::: READING TEXT

When you set out to learn something new, you typically aren’t starting completely from scratch. For example, you probably didn’t have to learn how to read English just to read this blog. Transfer learning is a way to take a model that has already been trained on a related problem and use it as a starting point. This has a few benefits:
- Many sophisticated models take a lot of time/money/computational power to train. Being able to start from these models reduces the overall cost of training a new model.
- Transfer learning typically improves performance (in addition to being easier to train).
- You typically need less labelled data for your problem with transfer learning. As I’ve blogged about before getting labelled data can be challenging.
Classifying cats and dogs
One of the most popular introductory Kaggle competitions is classifying images of cats and dogs. Here we need to predict if an image contains a cat or a dog.
Instead of training the model completely from scratch, we can start with a model trained on the ImageNet dataset. This is a dataset with millions of images that all belong to thousands of categories. For example, some images are categorized as “flamingo” or “basketball”. The ImageNet challenge is a competition to train the best model to predict the correct class out of 1000 preselected classes. Many of these classes are specific dog breeds (e.g. “Pembroke, Pembroke Welsh corgi”) but we are interested in the more generic question of “dog or cat?”. We can take a model that has already been trained on the ImageNet dataset and fine-tune it to our specific problem. These pretrained models are typically deep neural networks (specifically convolutional neural networks or CNNs).
As a refresher, let’s look at how a neural network works at a high level. There is an input layer where the raw data is fed. In the case of images this is pixels. There is an output layer which has a neuron for each class. In our case we have two classes: cats and dogs. In the middle there are hidden layers with weights for each feature. In deep neural networks the features come from the previous layer (e.g. the first hidden layer uses the input layer, the second layer uses the first etc).
When we train a model from scratch, these weights are initialized randomly. In transfer learning, we start with the weights from the pretrained model. This means that we need to use the same model architecture (number of hidden layers, how they are connected etc). Popular pre-trained models/architectures for this ImageNet include VGG16, VGG19, ResNet50, Inception V3, and Xception (though you don’t really need to worry about this). We can change the number of neurons in the output layer, as the original model had 1000 neurons in its output layer while we only have two.
In CNNs the earlier layers (closer to the input layer) typically learn to identify more basic features about the images. For example, the first layer could identify things like horizontal or vertical lines. The second layer could identify corners while later layers can identify much more complicated structures like eyes or paws. The relevant features (horizontal/vertical lines) from the earlier layers probably won’t change much between the pretrained model and our model. The last few layers are much more likely to be different between the pretrained model and our model. For example, features that were relevant to identifying a basketball are not particularly useful for the cats vs dogs problem. Of course, this isn’t true if all of your dog pictures come from the Air Bud movies. One technique that people use when fine-tuning models is layer freezing. This means that you don’t let the weights in the earlier layers change, while the weights in later layers can be updated. A related technique is called discriminative fine-tuning which is where you have different learning rates for each layer.

::::::
::: DATA SHOWN

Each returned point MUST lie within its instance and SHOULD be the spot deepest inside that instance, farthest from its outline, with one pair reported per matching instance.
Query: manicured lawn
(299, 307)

::::::

In the transfer learning text, what does layer freezing mean?

WORKED ANSWER
The weights in the earlier layers are not allowed to change, while the weights in later layers can be updated.